* **Extracted records**:
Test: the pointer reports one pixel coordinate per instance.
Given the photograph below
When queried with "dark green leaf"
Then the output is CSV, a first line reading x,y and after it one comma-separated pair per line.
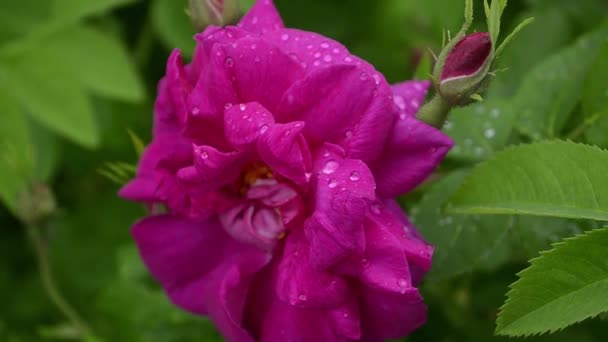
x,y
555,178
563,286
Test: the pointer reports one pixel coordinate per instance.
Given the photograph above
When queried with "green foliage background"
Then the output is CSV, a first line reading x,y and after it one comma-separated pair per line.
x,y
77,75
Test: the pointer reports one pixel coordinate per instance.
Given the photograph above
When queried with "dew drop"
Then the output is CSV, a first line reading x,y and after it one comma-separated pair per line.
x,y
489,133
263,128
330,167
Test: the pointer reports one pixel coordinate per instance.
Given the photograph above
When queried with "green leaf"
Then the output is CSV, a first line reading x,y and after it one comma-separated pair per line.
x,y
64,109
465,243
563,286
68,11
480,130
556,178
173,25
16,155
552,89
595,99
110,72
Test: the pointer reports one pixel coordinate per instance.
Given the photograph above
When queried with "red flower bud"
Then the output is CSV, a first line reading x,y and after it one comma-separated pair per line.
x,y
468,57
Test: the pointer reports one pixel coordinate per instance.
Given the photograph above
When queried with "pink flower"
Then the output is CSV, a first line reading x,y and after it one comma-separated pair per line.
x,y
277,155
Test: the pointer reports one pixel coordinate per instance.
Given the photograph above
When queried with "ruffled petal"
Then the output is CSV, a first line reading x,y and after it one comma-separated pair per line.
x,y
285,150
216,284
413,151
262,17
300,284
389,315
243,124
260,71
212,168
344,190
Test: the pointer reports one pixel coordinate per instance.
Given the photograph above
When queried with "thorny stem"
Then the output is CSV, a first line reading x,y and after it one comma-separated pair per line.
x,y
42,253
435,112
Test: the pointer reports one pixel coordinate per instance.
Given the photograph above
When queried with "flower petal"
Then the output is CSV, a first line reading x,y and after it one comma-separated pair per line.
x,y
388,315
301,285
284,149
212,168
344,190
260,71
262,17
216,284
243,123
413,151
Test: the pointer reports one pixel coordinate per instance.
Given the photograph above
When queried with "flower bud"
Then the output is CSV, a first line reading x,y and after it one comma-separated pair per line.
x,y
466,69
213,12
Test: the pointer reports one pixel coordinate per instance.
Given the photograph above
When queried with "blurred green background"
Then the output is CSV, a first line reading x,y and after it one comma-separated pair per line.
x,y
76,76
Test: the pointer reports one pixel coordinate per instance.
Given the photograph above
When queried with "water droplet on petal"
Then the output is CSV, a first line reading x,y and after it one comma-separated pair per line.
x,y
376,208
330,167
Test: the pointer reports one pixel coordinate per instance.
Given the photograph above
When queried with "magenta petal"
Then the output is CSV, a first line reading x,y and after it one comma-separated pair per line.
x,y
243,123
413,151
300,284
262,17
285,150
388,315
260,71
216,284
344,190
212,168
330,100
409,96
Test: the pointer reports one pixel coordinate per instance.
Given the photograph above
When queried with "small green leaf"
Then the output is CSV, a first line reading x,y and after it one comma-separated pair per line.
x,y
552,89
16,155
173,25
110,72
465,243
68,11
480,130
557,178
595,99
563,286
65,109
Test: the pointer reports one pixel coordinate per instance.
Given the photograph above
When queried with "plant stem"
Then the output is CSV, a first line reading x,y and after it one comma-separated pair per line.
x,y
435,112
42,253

* **Exercise prompt**: A word-for-word copy of the listing is needed, with no pictures in it.

* **Your response**:
Test: the pointer reports one pixel coordinate per instance.
Given the photograph below
When queried with "dark green leaf"
Then the output is CSV, a first line reading x,y and after it one comma-separated pair per line.
x,y
555,178
563,286
Test: the pointer reports one pixel coordinate per instance.
Given the photograph above
When queried with "green foliage background"
Then the output is CSV, a first line reading x,y and after it one comma-separated pair per line.
x,y
77,75
Test: the pointer reports one pixel coordinate per instance.
Given the photograph above
When queried with "dew drop"
Then the output is CSV, a first line reading x,y and after it one comma-separated pair per line.
x,y
489,133
263,128
330,167
Test: the pointer reports one pixel coordinate per instance.
Given the photograph above
When queried with "green leaf"
Then the output is CSV, a first line reading x,y and after it one comma-separated pair per line.
x,y
64,109
465,243
563,286
68,11
480,130
556,178
173,25
16,155
552,89
595,99
110,72
Test: the pointer reports one pixel coordinate per instance.
Given the photograph above
When queried with "red flower bud"
Then the output is CSV, a first line reading x,y and after it one comma-separated pair per line.
x,y
468,57
Test: the pointer reports one pixel coordinate per instance.
Given the photograph above
When queried with "pink flower"
Then the output is CSV, a first line reading x,y and after it one comma-separated pair per line.
x,y
277,155
Test: the pointer reports one pixel coordinate per instance.
Given the photograph above
When queried with "ruffled petal"
Then the output is CSV, a first line reading x,y and after it one comma-separated pair per line.
x,y
285,150
216,284
413,151
262,17
300,284
389,315
243,124
260,71
212,168
344,190
Test: the pointer reports one pixel coordinate per instance.
Given the photograph above
When queried with "thorny stem"
Then the output is CSV, a first line reading x,y and after it one comma-separated pair per line.
x,y
42,253
435,112
Test: the pointer reports one pixel coordinate per instance.
Given the photograph above
When queried with "flower petal"
Then the output is CSV, a first line reading x,y and after it one comma-separated pair per line.
x,y
388,315
301,285
284,149
212,168
344,190
260,71
262,17
216,284
243,123
413,151
Test: the pointer reports one pixel coordinate per instance.
Given the photograph above
When queried with "flower bud"
Then the output is CSV, a first line reading x,y and after it one comma-separated pair per line.
x,y
466,69
213,12
Test: the pointer reports one pixel coordinate per instance.
Given the photograph above
When queried with "blurred green background"
Then the output is CSV, a first line reading x,y and after it one comma-separated pair per line.
x,y
76,76
Test: the pointer reports one pixel coordinate per instance.
Given the photograph above
When queried with "water droplet on petal"
Then the output is CSV, a first line reading x,y and after it one comma-separated pair per line.
x,y
376,208
330,167
Test: the pointer reports one pixel coordinate per instance.
Given the photograph above
When queried with "magenta petal"
Then the output is CSV, a first line reading x,y and after it one comma-separated pair per line.
x,y
243,123
413,151
300,284
262,17
285,150
388,315
260,71
216,284
344,190
212,168
330,100
409,96
Test: the pointer reports one pixel coordinate per instance.
Given the photograph above
When queried with "small green leaf"
Then the output is CSV, a first line reading x,y and after it one comma-separated pair per line.
x,y
552,89
16,155
173,25
110,72
465,243
68,11
480,130
557,178
595,99
563,286
65,109
Test: the pointer reports one pixel coordinate per instance.
Given the photograph above
When queried with "plant stem"
Then the output is CSV, a first line reading x,y and after it one comma-separated pair per line.
x,y
435,112
42,253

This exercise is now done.